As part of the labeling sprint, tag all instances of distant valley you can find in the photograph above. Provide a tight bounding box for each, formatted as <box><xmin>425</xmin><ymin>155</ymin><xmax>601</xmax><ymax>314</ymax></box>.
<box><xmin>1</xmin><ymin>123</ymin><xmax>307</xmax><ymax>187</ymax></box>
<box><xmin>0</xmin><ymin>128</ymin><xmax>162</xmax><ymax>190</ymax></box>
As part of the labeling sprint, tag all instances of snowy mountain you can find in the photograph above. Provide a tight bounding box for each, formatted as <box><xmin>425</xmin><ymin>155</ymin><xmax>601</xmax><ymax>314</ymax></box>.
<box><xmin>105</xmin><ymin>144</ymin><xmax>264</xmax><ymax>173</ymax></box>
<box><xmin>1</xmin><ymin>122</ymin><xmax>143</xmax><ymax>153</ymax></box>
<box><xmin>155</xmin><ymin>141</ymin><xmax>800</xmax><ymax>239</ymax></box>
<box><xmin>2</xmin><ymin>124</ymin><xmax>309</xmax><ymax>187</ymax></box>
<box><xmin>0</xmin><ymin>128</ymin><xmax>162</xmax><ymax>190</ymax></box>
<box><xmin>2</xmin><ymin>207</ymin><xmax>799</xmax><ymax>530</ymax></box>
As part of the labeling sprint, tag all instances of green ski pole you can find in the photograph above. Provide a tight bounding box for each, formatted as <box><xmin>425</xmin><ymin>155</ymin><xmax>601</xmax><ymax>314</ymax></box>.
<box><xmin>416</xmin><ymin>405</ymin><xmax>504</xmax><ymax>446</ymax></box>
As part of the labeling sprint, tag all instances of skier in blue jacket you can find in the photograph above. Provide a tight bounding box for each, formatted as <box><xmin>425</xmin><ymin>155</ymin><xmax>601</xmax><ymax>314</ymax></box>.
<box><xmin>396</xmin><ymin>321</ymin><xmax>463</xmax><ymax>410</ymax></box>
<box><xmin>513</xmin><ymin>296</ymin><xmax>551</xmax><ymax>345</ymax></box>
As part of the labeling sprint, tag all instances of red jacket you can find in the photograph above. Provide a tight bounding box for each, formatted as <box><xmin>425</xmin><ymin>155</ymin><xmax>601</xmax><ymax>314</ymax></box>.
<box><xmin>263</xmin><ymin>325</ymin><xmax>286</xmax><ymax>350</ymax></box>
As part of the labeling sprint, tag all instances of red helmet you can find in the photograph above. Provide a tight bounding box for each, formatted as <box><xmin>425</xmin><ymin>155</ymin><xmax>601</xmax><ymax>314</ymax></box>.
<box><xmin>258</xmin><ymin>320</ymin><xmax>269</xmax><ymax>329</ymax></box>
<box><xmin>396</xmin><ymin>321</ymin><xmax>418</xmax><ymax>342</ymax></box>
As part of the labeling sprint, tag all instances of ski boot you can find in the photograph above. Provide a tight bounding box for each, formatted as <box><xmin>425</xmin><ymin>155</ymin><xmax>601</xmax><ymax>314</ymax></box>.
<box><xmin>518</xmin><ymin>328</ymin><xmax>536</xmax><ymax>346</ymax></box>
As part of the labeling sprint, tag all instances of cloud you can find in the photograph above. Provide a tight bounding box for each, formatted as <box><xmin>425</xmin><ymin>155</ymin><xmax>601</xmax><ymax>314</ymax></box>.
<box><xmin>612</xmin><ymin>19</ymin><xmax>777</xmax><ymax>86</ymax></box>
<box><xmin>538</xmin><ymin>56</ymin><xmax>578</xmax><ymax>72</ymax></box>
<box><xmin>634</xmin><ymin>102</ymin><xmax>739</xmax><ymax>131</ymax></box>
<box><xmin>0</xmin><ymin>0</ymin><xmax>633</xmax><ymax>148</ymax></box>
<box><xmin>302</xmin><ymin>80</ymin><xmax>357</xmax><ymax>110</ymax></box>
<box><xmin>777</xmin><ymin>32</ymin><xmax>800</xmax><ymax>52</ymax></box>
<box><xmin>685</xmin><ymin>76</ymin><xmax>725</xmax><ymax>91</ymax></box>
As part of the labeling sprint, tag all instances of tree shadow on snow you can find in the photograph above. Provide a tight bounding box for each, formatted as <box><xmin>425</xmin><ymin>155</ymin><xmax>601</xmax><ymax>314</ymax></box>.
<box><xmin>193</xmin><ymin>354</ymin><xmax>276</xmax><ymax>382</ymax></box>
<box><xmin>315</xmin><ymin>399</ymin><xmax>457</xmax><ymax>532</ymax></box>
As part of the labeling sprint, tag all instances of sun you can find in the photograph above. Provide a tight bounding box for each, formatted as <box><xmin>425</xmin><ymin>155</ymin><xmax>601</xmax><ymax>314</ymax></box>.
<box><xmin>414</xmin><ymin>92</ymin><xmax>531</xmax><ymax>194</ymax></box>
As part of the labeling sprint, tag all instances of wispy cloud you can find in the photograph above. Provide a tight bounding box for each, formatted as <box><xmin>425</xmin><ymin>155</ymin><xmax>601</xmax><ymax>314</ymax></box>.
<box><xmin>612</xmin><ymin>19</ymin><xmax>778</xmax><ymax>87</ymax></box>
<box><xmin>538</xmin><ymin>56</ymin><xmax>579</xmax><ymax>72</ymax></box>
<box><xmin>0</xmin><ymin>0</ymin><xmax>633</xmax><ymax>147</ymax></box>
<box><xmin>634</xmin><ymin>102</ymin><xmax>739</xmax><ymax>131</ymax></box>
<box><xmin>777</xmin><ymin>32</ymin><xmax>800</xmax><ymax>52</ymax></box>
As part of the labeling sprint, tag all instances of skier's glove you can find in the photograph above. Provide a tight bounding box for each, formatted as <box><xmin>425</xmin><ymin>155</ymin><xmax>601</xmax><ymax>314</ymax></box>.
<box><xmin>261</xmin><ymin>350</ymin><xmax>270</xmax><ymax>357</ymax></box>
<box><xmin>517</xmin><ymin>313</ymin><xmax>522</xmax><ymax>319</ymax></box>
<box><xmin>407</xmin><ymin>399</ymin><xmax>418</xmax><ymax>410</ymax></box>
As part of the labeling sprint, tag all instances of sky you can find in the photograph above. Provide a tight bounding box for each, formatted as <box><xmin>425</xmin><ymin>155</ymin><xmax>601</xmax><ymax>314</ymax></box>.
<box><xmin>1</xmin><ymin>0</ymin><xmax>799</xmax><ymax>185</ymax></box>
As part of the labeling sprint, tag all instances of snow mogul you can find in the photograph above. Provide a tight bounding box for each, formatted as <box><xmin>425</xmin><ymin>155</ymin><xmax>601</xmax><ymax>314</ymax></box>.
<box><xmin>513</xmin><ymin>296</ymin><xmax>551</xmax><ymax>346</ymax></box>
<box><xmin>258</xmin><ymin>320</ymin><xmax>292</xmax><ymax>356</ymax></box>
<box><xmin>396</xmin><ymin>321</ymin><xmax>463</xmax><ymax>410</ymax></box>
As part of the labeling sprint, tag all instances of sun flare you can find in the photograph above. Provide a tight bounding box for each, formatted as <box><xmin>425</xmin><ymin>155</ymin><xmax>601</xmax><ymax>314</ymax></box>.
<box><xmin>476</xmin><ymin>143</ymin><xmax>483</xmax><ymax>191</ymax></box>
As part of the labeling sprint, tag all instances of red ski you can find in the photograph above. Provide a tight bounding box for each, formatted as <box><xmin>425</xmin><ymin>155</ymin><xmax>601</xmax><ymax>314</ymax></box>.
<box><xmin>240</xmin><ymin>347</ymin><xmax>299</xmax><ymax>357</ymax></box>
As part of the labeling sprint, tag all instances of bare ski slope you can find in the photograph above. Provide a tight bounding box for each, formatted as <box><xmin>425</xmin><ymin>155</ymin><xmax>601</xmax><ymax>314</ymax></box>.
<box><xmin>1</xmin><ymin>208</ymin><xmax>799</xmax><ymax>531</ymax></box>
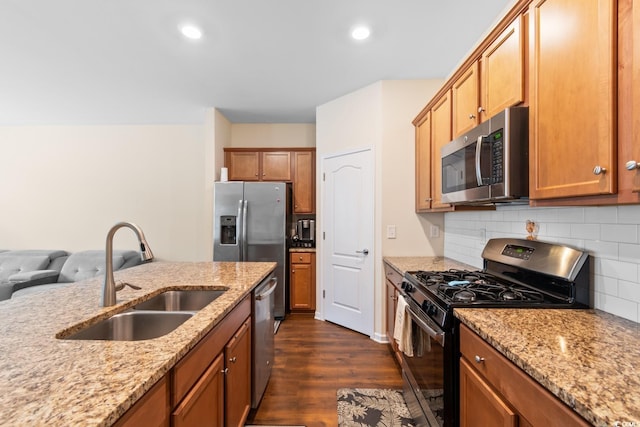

**Action item**
With the pictures removed, set down the entire listing exactly.

**The completed task**
As part of the labeling sprint, tag all instances of distant valley you can find in the photograph above. Provide a tight bounding box for each, formatted as <box><xmin>425</xmin><ymin>155</ymin><xmax>601</xmax><ymax>314</ymax></box>.
<box><xmin>1</xmin><ymin>123</ymin><xmax>307</xmax><ymax>187</ymax></box>
<box><xmin>0</xmin><ymin>128</ymin><xmax>162</xmax><ymax>190</ymax></box>
As part of the labeling sprint, tag all instances of snowy mountain you can find in the photograph above. Provide a tight bounding box for each, formatted as <box><xmin>425</xmin><ymin>155</ymin><xmax>601</xmax><ymax>314</ymax></box>.
<box><xmin>105</xmin><ymin>144</ymin><xmax>264</xmax><ymax>173</ymax></box>
<box><xmin>1</xmin><ymin>122</ymin><xmax>143</xmax><ymax>153</ymax></box>
<box><xmin>155</xmin><ymin>141</ymin><xmax>800</xmax><ymax>239</ymax></box>
<box><xmin>2</xmin><ymin>124</ymin><xmax>309</xmax><ymax>187</ymax></box>
<box><xmin>0</xmin><ymin>128</ymin><xmax>162</xmax><ymax>190</ymax></box>
<box><xmin>2</xmin><ymin>207</ymin><xmax>799</xmax><ymax>530</ymax></box>
As part of the labeling sprint, tag all instances of green ski pole you can find in the photograph above. Provide a tight bounding box for each, formatted as <box><xmin>425</xmin><ymin>155</ymin><xmax>601</xmax><ymax>314</ymax></box>.
<box><xmin>416</xmin><ymin>405</ymin><xmax>504</xmax><ymax>446</ymax></box>
As part of the labeling sprint, tag all instances of skier in blue jacket you can find in the photograph above. Provide a tight bounding box for each, formatted as <box><xmin>425</xmin><ymin>155</ymin><xmax>601</xmax><ymax>314</ymax></box>.
<box><xmin>396</xmin><ymin>321</ymin><xmax>463</xmax><ymax>410</ymax></box>
<box><xmin>513</xmin><ymin>296</ymin><xmax>551</xmax><ymax>345</ymax></box>
As part of the labeling sprint, tag all instances of red jacket you can find in the photograph above. Provide a tight bounding box for each, formatted as <box><xmin>425</xmin><ymin>155</ymin><xmax>601</xmax><ymax>314</ymax></box>.
<box><xmin>263</xmin><ymin>325</ymin><xmax>286</xmax><ymax>350</ymax></box>
As part of the labeling sprint, tag all instances of red helmet you can find in the photograph above. Provide a tight bounding box for each, formatted as <box><xmin>425</xmin><ymin>155</ymin><xmax>601</xmax><ymax>314</ymax></box>.
<box><xmin>258</xmin><ymin>320</ymin><xmax>269</xmax><ymax>329</ymax></box>
<box><xmin>396</xmin><ymin>321</ymin><xmax>418</xmax><ymax>342</ymax></box>
As part of the labeling sprint, tag all instances of ski boot you can find in the photograph above. Provide a tight bounding box for each, formatted as <box><xmin>425</xmin><ymin>155</ymin><xmax>601</xmax><ymax>314</ymax></box>.
<box><xmin>518</xmin><ymin>328</ymin><xmax>536</xmax><ymax>346</ymax></box>
As part of the labeling sprint, tag all instances of cloud you can find in the photograph above. Provide a tight bounding box for each, formatted as <box><xmin>425</xmin><ymin>155</ymin><xmax>601</xmax><ymax>314</ymax></box>.
<box><xmin>612</xmin><ymin>19</ymin><xmax>777</xmax><ymax>86</ymax></box>
<box><xmin>538</xmin><ymin>56</ymin><xmax>578</xmax><ymax>72</ymax></box>
<box><xmin>634</xmin><ymin>102</ymin><xmax>739</xmax><ymax>131</ymax></box>
<box><xmin>0</xmin><ymin>0</ymin><xmax>633</xmax><ymax>148</ymax></box>
<box><xmin>302</xmin><ymin>80</ymin><xmax>357</xmax><ymax>110</ymax></box>
<box><xmin>777</xmin><ymin>32</ymin><xmax>800</xmax><ymax>52</ymax></box>
<box><xmin>685</xmin><ymin>76</ymin><xmax>725</xmax><ymax>91</ymax></box>
As part of the labeling sprint, tag all instances of tree shadow on snow you can find in the photograph above. Provide a tight bounding box for each, formatted as <box><xmin>425</xmin><ymin>155</ymin><xmax>601</xmax><ymax>314</ymax></box>.
<box><xmin>193</xmin><ymin>354</ymin><xmax>276</xmax><ymax>382</ymax></box>
<box><xmin>315</xmin><ymin>399</ymin><xmax>457</xmax><ymax>532</ymax></box>
As part of the labeling sprint, tag all instances of sun you can find in the photograph above. Provide a tight bounding box for each, formatted as <box><xmin>425</xmin><ymin>155</ymin><xmax>601</xmax><ymax>314</ymax></box>.
<box><xmin>414</xmin><ymin>92</ymin><xmax>531</xmax><ymax>194</ymax></box>
As part of the labeling sprint, tag all instances of wispy cloud you can find in the photograph above. Provide a tight bounding box for each, formatted as <box><xmin>425</xmin><ymin>155</ymin><xmax>601</xmax><ymax>314</ymax></box>.
<box><xmin>612</xmin><ymin>19</ymin><xmax>778</xmax><ymax>87</ymax></box>
<box><xmin>538</xmin><ymin>56</ymin><xmax>579</xmax><ymax>72</ymax></box>
<box><xmin>0</xmin><ymin>0</ymin><xmax>633</xmax><ymax>147</ymax></box>
<box><xmin>634</xmin><ymin>102</ymin><xmax>739</xmax><ymax>131</ymax></box>
<box><xmin>777</xmin><ymin>32</ymin><xmax>800</xmax><ymax>52</ymax></box>
As part of the labeling sprint, tag all instances of skier's glove you can find in the photograph above. Provide a tight bounding box for each, formatted as <box><xmin>425</xmin><ymin>155</ymin><xmax>601</xmax><ymax>314</ymax></box>.
<box><xmin>261</xmin><ymin>350</ymin><xmax>270</xmax><ymax>357</ymax></box>
<box><xmin>517</xmin><ymin>313</ymin><xmax>522</xmax><ymax>319</ymax></box>
<box><xmin>407</xmin><ymin>399</ymin><xmax>418</xmax><ymax>410</ymax></box>
As part of the labeling sprint, tag all instances of sky you can find in the photograph above. Provide a tight bounding box for each, formatted as <box><xmin>425</xmin><ymin>155</ymin><xmax>601</xmax><ymax>314</ymax></box>.
<box><xmin>1</xmin><ymin>0</ymin><xmax>799</xmax><ymax>185</ymax></box>
As part of the labeling sprint, tag all instances of snow mogul you can find in the photograph above. Provide a tight bounding box for each, formatted as <box><xmin>425</xmin><ymin>155</ymin><xmax>601</xmax><ymax>314</ymax></box>.
<box><xmin>513</xmin><ymin>296</ymin><xmax>551</xmax><ymax>346</ymax></box>
<box><xmin>258</xmin><ymin>320</ymin><xmax>292</xmax><ymax>356</ymax></box>
<box><xmin>396</xmin><ymin>321</ymin><xmax>463</xmax><ymax>410</ymax></box>
As part of the labeling sprint, tag all instances of sun flare you can find in the photograph above. Provide a tight bounding box for each, formatted as <box><xmin>425</xmin><ymin>155</ymin><xmax>601</xmax><ymax>314</ymax></box>.
<box><xmin>476</xmin><ymin>143</ymin><xmax>483</xmax><ymax>191</ymax></box>
As part of the labeling sprint, tag all instances of red ski you can find in the photograph above. Provide a tight bounding box for each, formatted as <box><xmin>425</xmin><ymin>155</ymin><xmax>601</xmax><ymax>314</ymax></box>.
<box><xmin>240</xmin><ymin>347</ymin><xmax>299</xmax><ymax>357</ymax></box>
As part of the labeling sprint, tag all instances of bare ski slope you can find in the photograph above. Provide a tight bounding box for each, formatted as <box><xmin>425</xmin><ymin>155</ymin><xmax>601</xmax><ymax>314</ymax></box>.
<box><xmin>1</xmin><ymin>208</ymin><xmax>799</xmax><ymax>531</ymax></box>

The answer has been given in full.